Text section start

Prior to beginning work in the 9-1-1 communications center, all new employees spend six weeks in an on-site Rookie School. The school is a combination of classroom work with hands-on training and homework, quizzes, tests, and a cumulative final exam. While in school, students receive all the certifications required to function as Emergency Communications Specialists with GM 9-1-1. The certifications obtained during this time include:
Emergency Telecommunicator (ETC) - 40-hour national certification course that teaches the basic fundamentals for a 9-1-1 telecommunicator.
Emergency Medical Dispatch (EMD) - 24-hour national certification course that teaches the protocols needed in order to process a medical call.
Emergency Fire Dispatch (EFD) - 24-hour national certification course that teaches the protocols needed in order to process a fire call.
ICS700 and ICS100 – Online courses required by Homeland Security for all public safety personnel.
Division of Criminal Information (DCI) – 12-hour state certification that allows telecommunicators to gain access to SBI and FBI criminal information files.
In addition to the required certification courses, students are taught classes in the following areas:
~ Officer safety
~ Geography – mapping and road study
~ Computer Aided Dispatch System (CAD)
~ Law Nature Codes
~ Communication center observations
There are also other classes taught as time permits, along with several field trips to areas such as airport and area fire departments, Greensboro jail facilities, area police departments, and EMS bases.
Communications Training Officer Program
Once students complete Rookie School, they are placed in the Emergency Communications Center with a certified Communications Training Officer (CTO). The students are with their CTO or a series of CTOs until they have completed Call Take phase and two disciplines. This portion of training can last up to a year and a half, depending on various factors. Our disciplines include LAW (Phases: Greensboro Police Department Dispatch, Greensboro Police Information Channel, and Sheriff’s Office Dispatch), Emergency Medical Service Dispatch (EMS), and Fire Dispatch (County Fire Department and Greensboro Fire Department).

Text section end

_Task instructions_
[1] According to the 9-1-1 training text, how many hours does the Division of Criminal Information certification take?
[2] Extend the 9-1-1 training text, picking up after its final sentence.
The lines below are unrelated to the 9-1-1 training text.

Extracted information section start

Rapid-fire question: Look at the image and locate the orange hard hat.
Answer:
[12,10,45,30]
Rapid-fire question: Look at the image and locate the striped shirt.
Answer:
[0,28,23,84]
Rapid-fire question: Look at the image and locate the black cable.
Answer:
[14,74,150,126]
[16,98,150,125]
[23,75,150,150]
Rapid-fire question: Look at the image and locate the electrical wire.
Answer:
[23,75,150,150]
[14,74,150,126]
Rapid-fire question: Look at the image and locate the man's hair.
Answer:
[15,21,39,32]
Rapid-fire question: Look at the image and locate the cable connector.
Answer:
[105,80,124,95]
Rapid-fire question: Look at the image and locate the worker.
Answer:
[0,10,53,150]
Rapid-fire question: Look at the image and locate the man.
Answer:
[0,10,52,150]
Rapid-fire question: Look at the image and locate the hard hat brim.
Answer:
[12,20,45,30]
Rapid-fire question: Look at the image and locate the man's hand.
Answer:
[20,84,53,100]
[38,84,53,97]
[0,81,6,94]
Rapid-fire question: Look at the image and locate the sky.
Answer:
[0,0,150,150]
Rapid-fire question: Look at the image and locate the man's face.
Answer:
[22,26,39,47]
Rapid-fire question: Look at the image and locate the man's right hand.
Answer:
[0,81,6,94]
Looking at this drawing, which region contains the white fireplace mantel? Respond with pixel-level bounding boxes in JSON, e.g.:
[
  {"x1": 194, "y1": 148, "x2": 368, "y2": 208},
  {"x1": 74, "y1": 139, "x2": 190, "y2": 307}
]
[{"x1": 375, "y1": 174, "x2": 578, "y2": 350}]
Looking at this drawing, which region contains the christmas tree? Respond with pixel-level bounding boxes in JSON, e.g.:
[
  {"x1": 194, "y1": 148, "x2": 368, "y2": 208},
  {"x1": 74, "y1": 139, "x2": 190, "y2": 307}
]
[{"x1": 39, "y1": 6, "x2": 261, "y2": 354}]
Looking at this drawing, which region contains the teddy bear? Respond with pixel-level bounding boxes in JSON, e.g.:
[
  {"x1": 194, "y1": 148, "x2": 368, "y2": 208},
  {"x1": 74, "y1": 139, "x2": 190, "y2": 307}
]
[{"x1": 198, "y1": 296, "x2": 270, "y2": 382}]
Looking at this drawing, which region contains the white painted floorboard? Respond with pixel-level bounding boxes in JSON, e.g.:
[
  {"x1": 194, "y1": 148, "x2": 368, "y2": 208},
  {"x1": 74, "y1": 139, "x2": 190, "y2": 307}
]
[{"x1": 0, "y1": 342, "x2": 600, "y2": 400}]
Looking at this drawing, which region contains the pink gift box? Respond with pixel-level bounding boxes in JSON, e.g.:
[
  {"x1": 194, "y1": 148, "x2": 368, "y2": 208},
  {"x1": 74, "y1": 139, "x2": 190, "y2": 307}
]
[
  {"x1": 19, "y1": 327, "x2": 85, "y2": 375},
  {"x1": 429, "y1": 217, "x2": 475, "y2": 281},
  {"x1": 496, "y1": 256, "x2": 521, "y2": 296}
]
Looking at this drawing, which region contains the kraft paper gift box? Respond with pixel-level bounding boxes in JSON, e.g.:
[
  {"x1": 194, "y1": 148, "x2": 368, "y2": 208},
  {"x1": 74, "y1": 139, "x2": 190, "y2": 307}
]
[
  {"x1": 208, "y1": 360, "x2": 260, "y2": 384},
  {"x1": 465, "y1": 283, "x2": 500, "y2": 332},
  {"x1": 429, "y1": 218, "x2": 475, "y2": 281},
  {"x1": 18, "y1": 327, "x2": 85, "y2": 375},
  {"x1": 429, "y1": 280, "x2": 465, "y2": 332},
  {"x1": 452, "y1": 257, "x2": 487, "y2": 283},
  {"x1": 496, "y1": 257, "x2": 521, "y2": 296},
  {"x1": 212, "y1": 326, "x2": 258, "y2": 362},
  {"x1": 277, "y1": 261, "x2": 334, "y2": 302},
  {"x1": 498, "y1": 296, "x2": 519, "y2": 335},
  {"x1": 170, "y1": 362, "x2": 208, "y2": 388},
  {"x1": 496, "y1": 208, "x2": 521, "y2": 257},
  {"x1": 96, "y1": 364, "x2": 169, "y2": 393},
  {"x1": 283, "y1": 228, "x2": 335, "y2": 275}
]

Extracted information section end

_Answers_
[1] It is a 12-hour state certification.

[2]
CTOs instruct students at the same console for each phase until the CTOs feel comfortable with their students' performance. Students are then given more independence as their knowledge and comfort levels increase. CTOs are required to do a Daily Observation Report (DOR) on their students at the end of each working day or the beginning of the next. The DOR evaluates student performance in multiple categories. Once the students become acceptable in each category, they are given an assessment to determine what they have learned and to make sure that knowledge is enough to allow them to work alone.
Employees who decide to become CTOs must apply for the opportunity. Those chosen must then achieve initial certification as a “Communications Training Officer” through a course offered by the Association of Public Safety Communications Officials (APCO). The course will be taught by an in-house General Instructor, certified through the state of North Carolina. After the initial certification, the CTO maintains his or her aptitude by completing 12 hours each year of continuing dispatch education (CDE) hours provided by an in-house General Instructor, as well as completing monthly mandatory training and in-service required of all employees, which equals about 48 hours per year. Additional CDE hours and other employee training could bring the amount up to about 60 hours of training each year.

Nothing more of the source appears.